===== Input =====

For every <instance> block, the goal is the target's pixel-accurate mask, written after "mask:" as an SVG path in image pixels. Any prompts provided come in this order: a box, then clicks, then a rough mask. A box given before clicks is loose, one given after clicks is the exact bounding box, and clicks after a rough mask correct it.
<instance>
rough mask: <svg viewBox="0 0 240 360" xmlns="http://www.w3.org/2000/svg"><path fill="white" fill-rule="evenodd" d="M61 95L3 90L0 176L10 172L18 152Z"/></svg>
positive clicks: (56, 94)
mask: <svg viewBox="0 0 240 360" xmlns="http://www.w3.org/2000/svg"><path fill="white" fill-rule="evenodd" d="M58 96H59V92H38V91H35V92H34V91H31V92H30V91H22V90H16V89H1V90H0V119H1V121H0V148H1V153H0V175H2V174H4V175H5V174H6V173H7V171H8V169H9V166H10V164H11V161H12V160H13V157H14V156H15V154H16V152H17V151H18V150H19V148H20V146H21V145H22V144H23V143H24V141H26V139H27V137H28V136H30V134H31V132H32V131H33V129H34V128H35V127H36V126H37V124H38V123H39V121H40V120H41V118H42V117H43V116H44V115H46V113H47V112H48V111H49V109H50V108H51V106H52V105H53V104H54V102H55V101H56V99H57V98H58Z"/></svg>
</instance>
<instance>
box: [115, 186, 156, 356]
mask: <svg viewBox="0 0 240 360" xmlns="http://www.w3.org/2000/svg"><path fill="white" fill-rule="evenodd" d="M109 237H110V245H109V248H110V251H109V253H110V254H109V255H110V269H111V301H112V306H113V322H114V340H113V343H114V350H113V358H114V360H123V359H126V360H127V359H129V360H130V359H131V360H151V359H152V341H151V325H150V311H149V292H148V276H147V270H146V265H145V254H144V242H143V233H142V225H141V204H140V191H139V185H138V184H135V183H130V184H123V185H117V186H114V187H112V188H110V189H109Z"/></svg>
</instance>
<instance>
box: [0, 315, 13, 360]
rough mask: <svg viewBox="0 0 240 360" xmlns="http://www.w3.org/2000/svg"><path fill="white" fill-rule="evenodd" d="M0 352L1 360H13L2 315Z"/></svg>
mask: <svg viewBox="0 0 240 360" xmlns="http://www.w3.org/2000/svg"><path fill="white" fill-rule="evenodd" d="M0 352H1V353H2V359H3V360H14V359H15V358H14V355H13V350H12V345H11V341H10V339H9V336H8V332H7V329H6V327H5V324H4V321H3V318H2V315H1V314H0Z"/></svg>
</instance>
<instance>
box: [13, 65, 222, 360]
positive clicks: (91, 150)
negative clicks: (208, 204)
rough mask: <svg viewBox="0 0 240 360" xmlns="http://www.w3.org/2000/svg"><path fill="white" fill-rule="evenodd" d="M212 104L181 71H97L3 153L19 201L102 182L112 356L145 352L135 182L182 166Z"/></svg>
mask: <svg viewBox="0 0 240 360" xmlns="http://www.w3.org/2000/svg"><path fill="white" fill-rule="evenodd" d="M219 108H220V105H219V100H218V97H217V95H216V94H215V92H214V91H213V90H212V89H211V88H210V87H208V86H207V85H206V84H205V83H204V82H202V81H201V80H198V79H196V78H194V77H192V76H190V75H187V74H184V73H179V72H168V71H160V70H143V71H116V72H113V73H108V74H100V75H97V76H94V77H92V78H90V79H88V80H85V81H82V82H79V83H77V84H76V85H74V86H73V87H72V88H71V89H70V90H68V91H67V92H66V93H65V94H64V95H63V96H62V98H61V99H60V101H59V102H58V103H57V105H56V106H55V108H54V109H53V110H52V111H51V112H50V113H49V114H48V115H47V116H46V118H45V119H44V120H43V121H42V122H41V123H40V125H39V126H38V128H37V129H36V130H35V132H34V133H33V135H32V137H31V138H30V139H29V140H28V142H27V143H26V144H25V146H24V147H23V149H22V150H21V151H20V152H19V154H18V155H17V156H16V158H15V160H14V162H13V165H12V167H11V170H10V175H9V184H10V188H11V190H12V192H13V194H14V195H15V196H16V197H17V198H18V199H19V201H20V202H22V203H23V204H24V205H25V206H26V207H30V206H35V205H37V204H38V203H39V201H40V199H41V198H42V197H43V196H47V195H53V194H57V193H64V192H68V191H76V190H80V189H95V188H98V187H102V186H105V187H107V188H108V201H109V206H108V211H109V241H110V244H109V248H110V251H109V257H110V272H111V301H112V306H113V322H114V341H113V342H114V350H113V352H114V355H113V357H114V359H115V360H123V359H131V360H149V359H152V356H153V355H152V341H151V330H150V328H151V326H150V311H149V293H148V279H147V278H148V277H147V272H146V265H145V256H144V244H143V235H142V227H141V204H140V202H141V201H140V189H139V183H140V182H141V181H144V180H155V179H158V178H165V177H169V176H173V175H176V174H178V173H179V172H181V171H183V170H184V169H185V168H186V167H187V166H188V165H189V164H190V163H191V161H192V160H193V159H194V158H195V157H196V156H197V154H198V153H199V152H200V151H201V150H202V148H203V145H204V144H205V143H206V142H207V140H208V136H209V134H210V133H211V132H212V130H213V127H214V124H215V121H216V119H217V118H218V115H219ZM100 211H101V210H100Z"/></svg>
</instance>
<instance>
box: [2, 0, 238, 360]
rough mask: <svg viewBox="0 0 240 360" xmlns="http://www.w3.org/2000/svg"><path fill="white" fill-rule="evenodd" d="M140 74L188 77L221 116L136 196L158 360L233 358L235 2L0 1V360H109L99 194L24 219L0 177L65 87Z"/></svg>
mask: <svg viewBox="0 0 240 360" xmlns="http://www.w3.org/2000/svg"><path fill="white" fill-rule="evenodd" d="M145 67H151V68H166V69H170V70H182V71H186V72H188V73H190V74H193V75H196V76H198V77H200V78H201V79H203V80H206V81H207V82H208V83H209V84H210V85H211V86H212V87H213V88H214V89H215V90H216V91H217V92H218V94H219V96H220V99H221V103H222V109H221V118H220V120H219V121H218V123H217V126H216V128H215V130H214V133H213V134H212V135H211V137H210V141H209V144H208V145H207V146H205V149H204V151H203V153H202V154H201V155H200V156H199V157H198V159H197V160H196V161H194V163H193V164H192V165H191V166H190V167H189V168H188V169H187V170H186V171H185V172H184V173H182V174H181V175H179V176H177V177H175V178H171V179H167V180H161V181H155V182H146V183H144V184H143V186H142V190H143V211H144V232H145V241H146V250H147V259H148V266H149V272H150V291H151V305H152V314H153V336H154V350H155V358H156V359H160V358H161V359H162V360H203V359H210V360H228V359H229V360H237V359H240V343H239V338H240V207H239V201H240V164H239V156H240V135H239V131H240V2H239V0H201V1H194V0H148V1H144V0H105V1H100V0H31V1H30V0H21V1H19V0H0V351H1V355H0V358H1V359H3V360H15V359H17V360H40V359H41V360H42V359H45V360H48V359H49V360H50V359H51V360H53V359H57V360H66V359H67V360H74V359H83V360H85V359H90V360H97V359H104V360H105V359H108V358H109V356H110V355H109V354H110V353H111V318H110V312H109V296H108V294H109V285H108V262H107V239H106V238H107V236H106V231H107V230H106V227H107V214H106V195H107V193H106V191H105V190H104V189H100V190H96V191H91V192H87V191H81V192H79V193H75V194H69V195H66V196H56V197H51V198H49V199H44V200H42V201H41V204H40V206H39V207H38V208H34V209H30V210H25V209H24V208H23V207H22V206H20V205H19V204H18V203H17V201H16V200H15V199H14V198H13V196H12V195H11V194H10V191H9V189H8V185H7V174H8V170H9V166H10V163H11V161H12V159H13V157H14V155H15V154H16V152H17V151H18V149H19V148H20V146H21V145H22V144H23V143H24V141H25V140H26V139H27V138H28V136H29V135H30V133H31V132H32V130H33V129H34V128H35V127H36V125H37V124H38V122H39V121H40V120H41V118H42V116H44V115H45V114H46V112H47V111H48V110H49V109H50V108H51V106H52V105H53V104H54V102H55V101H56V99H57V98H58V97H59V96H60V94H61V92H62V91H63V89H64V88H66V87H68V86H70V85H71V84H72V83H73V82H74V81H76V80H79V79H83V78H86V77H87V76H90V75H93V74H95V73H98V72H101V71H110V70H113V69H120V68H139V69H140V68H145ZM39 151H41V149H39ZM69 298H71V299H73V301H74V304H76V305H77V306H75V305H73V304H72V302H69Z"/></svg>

=====

Directions ->
Please pick out every line of the data above that contains the string "clicks", and copy each one. Case counts.

Response to this task ->
For every <instance> block, the goal is the target's pixel-accurate mask, written after "mask:" as an SVG path in image pixels. Any prompts provided come in this order: a box, then clicks, then a rough mask. A box given before clicks is loose, one given after clicks is the exact bounding box, and clicks after a rough mask correct it.
positive clicks: (56, 94)
positive clicks: (91, 150)
negative clicks: (208, 204)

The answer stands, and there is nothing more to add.